>> Start DATA ROWS

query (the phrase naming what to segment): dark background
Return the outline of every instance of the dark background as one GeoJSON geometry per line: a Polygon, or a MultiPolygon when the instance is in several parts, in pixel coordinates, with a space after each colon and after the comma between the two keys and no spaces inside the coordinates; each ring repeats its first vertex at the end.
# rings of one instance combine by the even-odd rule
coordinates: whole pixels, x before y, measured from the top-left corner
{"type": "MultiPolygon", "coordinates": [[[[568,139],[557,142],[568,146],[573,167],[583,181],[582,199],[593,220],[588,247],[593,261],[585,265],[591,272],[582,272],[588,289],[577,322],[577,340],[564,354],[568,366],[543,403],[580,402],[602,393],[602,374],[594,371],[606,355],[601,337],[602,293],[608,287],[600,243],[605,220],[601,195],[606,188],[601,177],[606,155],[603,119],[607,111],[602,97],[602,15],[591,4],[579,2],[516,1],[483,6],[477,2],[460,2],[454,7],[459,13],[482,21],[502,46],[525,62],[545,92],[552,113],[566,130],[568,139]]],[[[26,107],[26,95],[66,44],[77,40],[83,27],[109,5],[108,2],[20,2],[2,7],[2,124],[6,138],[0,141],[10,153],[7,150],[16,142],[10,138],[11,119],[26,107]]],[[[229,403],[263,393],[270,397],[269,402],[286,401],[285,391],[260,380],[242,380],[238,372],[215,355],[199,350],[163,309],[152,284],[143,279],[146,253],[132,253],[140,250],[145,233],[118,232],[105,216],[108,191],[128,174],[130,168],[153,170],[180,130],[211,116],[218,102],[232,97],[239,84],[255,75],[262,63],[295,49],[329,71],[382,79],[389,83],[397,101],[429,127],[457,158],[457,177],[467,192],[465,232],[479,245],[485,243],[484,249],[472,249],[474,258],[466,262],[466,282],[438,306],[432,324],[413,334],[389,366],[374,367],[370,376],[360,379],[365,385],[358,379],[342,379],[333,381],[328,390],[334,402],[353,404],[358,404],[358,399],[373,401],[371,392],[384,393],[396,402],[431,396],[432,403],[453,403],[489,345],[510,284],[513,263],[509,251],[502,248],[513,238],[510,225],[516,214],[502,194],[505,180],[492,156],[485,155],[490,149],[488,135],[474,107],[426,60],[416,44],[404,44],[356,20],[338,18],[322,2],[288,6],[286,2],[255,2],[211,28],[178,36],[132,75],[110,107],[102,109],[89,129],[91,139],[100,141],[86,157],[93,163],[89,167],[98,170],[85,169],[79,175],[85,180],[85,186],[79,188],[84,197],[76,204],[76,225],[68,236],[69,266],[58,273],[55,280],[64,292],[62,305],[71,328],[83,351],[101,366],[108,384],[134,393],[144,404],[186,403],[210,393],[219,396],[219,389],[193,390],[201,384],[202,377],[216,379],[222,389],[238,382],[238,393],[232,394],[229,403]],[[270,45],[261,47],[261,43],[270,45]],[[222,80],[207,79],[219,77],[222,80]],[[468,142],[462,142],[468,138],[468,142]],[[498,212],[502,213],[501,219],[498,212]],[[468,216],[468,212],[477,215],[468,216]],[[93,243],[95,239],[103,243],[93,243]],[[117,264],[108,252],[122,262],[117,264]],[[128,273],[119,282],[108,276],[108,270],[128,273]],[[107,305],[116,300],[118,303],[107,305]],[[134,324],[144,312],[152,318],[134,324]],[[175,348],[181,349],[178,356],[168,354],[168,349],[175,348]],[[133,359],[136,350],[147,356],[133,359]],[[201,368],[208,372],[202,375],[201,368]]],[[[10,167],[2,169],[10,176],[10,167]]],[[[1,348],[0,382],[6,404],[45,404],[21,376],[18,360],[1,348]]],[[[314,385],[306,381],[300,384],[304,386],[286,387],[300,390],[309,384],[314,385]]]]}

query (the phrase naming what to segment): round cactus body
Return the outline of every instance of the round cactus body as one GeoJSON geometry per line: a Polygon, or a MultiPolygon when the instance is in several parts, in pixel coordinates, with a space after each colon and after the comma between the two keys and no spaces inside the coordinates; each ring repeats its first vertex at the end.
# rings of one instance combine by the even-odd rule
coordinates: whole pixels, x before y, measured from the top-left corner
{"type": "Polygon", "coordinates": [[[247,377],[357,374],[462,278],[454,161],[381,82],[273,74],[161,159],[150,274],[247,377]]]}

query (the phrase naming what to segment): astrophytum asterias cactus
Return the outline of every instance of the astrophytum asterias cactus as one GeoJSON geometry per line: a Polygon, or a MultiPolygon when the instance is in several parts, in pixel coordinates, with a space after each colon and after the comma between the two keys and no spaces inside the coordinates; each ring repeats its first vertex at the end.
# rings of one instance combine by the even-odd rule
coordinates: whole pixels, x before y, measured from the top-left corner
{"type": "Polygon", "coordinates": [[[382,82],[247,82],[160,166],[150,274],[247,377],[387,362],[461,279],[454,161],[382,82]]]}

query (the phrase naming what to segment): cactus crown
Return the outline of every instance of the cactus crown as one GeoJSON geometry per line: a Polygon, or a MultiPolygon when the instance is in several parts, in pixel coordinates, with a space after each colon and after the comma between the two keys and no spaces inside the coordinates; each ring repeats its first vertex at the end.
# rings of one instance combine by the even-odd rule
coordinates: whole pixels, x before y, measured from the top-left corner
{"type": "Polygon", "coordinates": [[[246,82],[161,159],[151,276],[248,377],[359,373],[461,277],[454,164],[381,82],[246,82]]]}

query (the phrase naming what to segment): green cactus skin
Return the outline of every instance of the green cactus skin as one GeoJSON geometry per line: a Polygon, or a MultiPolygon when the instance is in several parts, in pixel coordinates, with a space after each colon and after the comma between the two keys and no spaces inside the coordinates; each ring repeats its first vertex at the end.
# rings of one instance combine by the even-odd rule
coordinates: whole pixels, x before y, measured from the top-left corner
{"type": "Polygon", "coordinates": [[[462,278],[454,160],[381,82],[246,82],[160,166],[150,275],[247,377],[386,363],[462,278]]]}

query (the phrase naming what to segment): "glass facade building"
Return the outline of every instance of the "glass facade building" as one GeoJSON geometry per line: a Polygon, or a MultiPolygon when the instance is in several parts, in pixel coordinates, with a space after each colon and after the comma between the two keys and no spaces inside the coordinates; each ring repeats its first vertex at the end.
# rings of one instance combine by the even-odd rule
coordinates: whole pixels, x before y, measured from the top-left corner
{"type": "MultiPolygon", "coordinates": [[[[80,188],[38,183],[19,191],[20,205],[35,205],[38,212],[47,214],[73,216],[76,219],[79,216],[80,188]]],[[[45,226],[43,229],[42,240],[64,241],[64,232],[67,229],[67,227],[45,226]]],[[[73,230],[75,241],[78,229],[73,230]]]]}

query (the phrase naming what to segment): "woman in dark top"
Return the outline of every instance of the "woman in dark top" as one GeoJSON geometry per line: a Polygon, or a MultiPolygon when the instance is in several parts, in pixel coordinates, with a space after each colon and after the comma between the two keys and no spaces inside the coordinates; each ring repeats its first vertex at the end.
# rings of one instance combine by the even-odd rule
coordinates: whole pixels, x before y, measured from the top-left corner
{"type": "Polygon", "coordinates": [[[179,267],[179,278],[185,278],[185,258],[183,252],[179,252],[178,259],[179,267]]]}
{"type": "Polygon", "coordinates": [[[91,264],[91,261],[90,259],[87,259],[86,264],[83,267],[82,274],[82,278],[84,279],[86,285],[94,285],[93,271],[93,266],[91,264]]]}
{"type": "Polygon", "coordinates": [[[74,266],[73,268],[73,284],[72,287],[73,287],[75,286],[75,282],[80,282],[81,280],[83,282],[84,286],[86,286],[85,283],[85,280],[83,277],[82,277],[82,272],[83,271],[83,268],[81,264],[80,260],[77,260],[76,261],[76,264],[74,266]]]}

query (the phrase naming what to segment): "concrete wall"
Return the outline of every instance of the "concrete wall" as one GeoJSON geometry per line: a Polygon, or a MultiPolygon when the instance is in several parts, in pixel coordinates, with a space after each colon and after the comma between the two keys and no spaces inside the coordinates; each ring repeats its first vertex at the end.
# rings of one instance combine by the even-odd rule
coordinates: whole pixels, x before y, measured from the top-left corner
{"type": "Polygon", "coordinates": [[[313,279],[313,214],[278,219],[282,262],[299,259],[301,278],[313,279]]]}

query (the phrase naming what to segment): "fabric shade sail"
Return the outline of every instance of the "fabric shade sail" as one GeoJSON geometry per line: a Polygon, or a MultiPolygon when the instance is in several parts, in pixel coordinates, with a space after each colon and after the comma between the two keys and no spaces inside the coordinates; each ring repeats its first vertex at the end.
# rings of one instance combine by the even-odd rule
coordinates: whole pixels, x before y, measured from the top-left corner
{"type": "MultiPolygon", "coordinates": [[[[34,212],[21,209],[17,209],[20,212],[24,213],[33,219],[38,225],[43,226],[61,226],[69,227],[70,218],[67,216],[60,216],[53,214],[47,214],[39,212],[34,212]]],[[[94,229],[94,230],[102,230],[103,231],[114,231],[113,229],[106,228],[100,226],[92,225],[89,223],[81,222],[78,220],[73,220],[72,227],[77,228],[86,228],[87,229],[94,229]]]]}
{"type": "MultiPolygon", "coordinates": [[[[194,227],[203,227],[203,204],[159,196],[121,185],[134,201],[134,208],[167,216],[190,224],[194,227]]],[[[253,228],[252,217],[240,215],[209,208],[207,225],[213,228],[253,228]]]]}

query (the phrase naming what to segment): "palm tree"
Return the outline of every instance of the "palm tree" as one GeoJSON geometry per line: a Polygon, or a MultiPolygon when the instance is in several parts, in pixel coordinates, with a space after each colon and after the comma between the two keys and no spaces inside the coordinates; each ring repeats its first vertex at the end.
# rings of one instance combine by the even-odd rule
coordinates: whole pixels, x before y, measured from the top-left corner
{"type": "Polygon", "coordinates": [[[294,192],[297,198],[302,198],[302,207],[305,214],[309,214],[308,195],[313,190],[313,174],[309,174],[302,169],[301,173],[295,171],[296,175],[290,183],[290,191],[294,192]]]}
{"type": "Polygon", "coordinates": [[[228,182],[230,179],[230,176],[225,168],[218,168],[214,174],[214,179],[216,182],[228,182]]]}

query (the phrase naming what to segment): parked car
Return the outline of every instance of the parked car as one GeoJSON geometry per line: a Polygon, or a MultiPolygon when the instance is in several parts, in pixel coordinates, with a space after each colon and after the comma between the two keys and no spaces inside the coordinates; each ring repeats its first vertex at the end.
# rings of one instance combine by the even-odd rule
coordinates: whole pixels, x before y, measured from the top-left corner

>> End DATA ROWS

WORK TO BE COMPLETED: Look above for the line containing "query (the phrase naming what to segment): parked"; copy from it through the last line, exactly, and nothing more.

SOLUTION TO THIS TASK:
query (the phrase naming what to segment): parked car
Return the outline of every instance of the parked car as one GeoJSON geometry per line: a Polygon, or a MultiPolygon when the instance is in several parts, in pixel coordinates, with a space after each colon and after the comma between the two keys and no spaces inside the coordinates; each ring repeats its first vertex at the end.
# rings of one instance combine by the even-odd rule
coordinates: whole pixels, x before y, measured from the top-left corner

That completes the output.